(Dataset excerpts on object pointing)
++++++

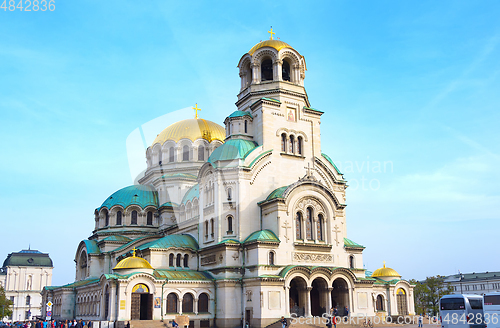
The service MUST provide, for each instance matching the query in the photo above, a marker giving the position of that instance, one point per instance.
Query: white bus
(491, 309)
(461, 311)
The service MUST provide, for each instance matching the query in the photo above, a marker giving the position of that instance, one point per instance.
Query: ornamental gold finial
(271, 32)
(196, 109)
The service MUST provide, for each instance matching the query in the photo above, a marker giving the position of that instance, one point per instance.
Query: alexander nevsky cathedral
(234, 224)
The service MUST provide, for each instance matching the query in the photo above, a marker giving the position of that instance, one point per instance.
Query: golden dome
(192, 129)
(386, 272)
(133, 262)
(276, 44)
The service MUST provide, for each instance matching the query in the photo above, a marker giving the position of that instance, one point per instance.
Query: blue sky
(412, 84)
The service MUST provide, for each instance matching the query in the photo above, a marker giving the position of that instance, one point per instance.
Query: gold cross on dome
(271, 32)
(196, 109)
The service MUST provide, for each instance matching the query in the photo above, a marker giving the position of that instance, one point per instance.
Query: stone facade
(244, 229)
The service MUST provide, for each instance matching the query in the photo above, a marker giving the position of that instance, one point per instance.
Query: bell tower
(272, 90)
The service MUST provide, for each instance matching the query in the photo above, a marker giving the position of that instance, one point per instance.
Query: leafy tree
(5, 304)
(428, 292)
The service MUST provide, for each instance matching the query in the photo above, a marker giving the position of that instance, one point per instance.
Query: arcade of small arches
(187, 303)
(133, 215)
(178, 260)
(316, 294)
(190, 210)
(312, 222)
(183, 151)
(269, 65)
(291, 144)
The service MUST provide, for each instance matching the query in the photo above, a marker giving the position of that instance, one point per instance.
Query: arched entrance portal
(141, 305)
(401, 300)
(298, 296)
(340, 295)
(319, 297)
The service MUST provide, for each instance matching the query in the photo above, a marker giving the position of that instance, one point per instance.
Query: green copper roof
(229, 241)
(182, 275)
(240, 113)
(231, 150)
(91, 246)
(277, 193)
(117, 238)
(136, 194)
(350, 243)
(192, 193)
(171, 204)
(179, 175)
(29, 257)
(262, 236)
(179, 241)
(331, 162)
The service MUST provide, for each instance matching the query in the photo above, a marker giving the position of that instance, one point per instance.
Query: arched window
(380, 303)
(285, 71)
(266, 70)
(203, 303)
(309, 224)
(149, 219)
(321, 223)
(298, 226)
(201, 153)
(271, 258)
(171, 303)
(134, 217)
(187, 303)
(171, 154)
(229, 225)
(119, 218)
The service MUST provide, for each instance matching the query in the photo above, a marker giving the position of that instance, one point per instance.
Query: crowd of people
(50, 324)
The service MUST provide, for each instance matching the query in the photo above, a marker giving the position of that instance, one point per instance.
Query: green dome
(232, 149)
(240, 113)
(262, 236)
(191, 194)
(175, 241)
(132, 195)
(28, 257)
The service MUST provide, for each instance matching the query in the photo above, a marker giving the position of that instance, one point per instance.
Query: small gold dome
(133, 262)
(192, 129)
(276, 44)
(386, 272)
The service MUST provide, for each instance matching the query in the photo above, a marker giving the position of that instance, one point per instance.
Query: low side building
(23, 275)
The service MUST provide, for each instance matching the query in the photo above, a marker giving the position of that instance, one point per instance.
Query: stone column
(277, 70)
(112, 302)
(287, 301)
(329, 298)
(255, 73)
(308, 302)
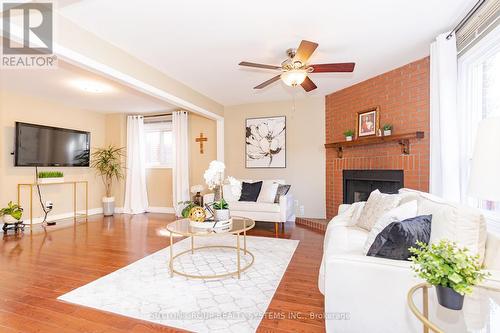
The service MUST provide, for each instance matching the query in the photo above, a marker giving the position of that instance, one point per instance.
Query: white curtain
(444, 135)
(136, 195)
(180, 170)
(474, 93)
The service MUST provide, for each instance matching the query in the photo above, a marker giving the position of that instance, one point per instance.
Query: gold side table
(239, 226)
(485, 300)
(74, 187)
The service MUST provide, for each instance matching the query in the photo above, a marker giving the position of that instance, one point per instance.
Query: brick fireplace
(403, 97)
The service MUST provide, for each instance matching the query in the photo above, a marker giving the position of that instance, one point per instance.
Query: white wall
(305, 169)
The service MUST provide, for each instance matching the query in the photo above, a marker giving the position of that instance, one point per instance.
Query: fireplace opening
(358, 184)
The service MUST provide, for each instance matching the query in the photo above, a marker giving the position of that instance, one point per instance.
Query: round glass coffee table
(239, 226)
(480, 313)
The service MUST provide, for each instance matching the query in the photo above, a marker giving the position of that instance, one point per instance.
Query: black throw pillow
(250, 191)
(282, 190)
(394, 241)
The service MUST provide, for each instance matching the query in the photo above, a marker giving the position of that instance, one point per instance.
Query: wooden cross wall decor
(201, 139)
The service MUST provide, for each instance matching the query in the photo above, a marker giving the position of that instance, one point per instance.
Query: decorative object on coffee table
(387, 129)
(266, 142)
(239, 225)
(448, 267)
(349, 134)
(367, 122)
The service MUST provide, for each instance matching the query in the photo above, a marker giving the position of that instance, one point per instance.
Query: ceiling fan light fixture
(294, 77)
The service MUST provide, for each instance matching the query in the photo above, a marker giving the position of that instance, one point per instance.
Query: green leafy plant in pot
(108, 164)
(12, 213)
(451, 269)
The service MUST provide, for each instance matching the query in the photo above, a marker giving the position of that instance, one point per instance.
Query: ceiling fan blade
(339, 67)
(268, 82)
(305, 50)
(308, 85)
(252, 64)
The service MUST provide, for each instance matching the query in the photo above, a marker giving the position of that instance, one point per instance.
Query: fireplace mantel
(402, 139)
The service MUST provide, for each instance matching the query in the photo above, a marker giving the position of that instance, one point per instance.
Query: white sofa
(368, 294)
(259, 211)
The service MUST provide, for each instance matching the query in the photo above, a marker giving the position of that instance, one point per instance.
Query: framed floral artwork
(367, 122)
(265, 142)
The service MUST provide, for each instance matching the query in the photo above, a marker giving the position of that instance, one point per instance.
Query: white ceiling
(59, 85)
(200, 42)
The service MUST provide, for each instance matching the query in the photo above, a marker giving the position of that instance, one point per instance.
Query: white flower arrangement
(197, 188)
(214, 175)
(235, 186)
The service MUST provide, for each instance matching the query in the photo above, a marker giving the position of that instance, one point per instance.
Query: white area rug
(144, 289)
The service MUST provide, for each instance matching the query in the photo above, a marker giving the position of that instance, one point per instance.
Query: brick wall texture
(403, 97)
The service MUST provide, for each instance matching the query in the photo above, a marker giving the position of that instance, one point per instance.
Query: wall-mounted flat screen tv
(38, 145)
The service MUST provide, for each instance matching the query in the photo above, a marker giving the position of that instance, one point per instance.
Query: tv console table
(74, 187)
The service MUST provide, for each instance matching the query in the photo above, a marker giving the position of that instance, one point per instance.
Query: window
(478, 99)
(158, 144)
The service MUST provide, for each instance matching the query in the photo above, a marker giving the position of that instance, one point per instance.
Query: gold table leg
(425, 304)
(171, 264)
(245, 242)
(238, 253)
(74, 202)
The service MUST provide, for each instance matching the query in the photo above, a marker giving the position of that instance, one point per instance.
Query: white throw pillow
(400, 213)
(464, 225)
(268, 191)
(377, 205)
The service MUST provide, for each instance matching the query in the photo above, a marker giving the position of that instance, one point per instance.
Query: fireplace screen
(358, 184)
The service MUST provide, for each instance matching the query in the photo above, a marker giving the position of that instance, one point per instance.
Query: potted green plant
(451, 269)
(387, 129)
(48, 177)
(349, 134)
(12, 213)
(108, 164)
(221, 210)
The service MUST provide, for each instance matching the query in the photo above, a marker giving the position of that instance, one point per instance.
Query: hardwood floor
(36, 269)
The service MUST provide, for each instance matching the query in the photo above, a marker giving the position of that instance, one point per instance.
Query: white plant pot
(221, 214)
(218, 226)
(50, 180)
(108, 206)
(8, 219)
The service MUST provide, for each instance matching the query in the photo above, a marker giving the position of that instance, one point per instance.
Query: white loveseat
(368, 294)
(259, 211)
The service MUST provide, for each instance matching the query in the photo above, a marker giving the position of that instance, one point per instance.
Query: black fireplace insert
(358, 184)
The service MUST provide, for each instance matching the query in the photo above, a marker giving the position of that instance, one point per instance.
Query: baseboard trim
(63, 216)
(164, 210)
(151, 209)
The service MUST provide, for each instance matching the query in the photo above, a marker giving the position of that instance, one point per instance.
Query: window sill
(159, 167)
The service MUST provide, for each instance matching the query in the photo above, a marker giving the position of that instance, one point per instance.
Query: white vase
(108, 206)
(222, 214)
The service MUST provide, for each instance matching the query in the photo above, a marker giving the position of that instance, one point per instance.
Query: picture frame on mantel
(265, 142)
(368, 122)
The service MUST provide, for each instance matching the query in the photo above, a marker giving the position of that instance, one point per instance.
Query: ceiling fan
(295, 70)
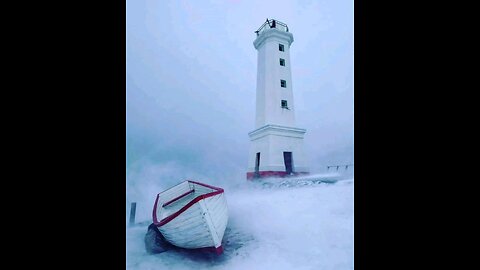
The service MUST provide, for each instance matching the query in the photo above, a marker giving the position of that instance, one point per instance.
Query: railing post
(133, 209)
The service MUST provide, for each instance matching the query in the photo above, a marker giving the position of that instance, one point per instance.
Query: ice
(286, 224)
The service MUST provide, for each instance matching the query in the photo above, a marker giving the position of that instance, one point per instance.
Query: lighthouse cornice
(277, 130)
(273, 33)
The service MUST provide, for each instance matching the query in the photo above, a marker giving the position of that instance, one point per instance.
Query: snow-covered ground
(281, 226)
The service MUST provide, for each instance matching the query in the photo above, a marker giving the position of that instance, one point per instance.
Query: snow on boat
(192, 215)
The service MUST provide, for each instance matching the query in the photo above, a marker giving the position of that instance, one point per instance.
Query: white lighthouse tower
(276, 148)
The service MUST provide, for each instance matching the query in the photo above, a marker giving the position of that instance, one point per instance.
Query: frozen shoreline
(301, 227)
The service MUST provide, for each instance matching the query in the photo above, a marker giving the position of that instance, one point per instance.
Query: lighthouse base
(271, 174)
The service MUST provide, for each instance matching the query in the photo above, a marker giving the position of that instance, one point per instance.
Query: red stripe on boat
(183, 209)
(178, 198)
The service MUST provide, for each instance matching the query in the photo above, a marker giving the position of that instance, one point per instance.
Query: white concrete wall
(271, 142)
(269, 74)
(275, 130)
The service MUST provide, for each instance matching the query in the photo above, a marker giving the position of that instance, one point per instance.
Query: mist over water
(191, 82)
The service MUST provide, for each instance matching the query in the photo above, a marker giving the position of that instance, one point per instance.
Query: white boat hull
(192, 215)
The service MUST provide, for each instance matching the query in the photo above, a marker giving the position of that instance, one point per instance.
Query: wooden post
(133, 208)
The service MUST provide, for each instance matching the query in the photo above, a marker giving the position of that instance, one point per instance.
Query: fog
(191, 82)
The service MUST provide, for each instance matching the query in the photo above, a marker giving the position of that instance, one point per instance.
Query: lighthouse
(276, 144)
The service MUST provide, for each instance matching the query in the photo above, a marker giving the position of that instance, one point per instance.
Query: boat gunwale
(184, 208)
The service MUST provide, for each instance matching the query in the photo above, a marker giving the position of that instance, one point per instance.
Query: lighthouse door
(257, 164)
(287, 157)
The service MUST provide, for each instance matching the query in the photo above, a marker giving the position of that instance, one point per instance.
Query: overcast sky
(191, 81)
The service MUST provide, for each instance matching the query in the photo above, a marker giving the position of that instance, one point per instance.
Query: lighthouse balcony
(269, 24)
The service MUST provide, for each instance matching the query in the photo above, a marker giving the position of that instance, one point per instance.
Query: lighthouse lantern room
(276, 147)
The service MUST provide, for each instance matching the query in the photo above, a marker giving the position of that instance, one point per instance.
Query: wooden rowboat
(192, 215)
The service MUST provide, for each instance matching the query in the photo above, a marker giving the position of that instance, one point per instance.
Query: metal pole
(133, 208)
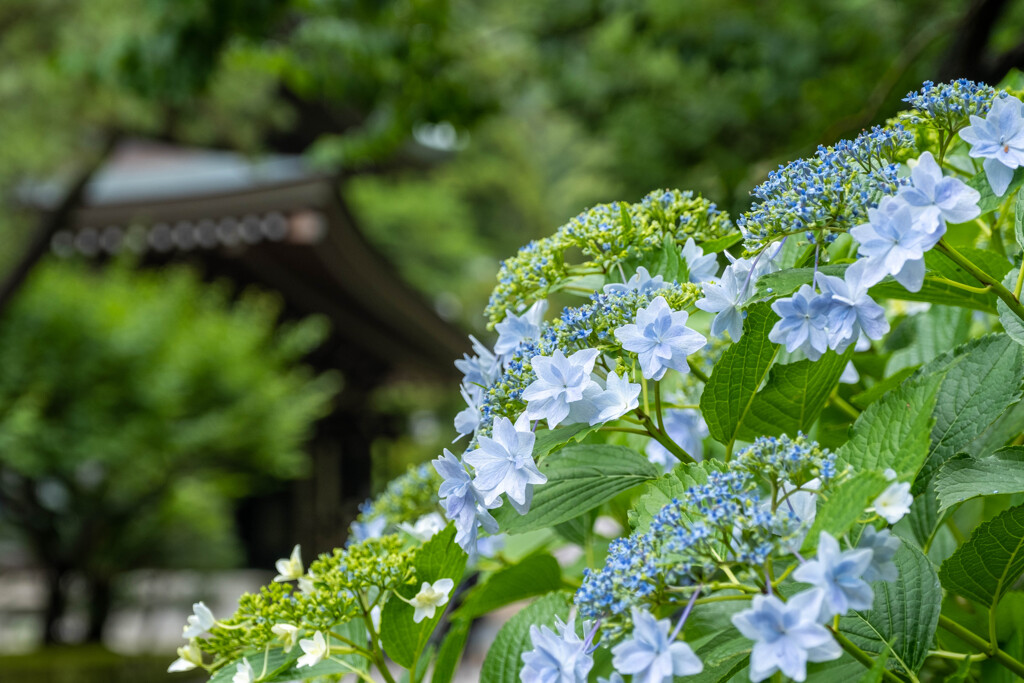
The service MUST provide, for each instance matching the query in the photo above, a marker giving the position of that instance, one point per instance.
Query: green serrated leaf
(534, 575)
(934, 332)
(784, 283)
(846, 505)
(964, 477)
(737, 376)
(580, 478)
(991, 560)
(865, 398)
(904, 614)
(659, 493)
(1008, 318)
(721, 244)
(794, 396)
(893, 432)
(451, 651)
(438, 558)
(549, 440)
(504, 659)
(982, 381)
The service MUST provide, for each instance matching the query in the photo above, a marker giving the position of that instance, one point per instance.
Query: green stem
(960, 286)
(973, 639)
(860, 655)
(1008, 297)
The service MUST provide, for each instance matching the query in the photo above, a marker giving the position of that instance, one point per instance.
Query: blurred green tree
(134, 408)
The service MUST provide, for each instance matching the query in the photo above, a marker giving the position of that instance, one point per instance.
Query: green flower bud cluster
(606, 235)
(337, 589)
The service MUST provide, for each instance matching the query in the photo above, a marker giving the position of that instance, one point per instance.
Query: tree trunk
(56, 603)
(100, 600)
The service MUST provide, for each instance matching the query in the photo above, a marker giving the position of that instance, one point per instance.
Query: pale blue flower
(802, 325)
(504, 464)
(650, 655)
(840, 574)
(660, 339)
(462, 503)
(939, 200)
(480, 370)
(372, 528)
(641, 283)
(700, 266)
(557, 656)
(894, 242)
(687, 428)
(516, 329)
(851, 310)
(726, 297)
(883, 546)
(560, 381)
(998, 138)
(620, 396)
(468, 419)
(785, 635)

++++++

PROBLEM TO WORK ON:
Pull out every line in the rows above that contains the string "brick", and copy each one in full.

WRITTEN RESPONSE:
Query: brick fireplace
Query: brick wall texture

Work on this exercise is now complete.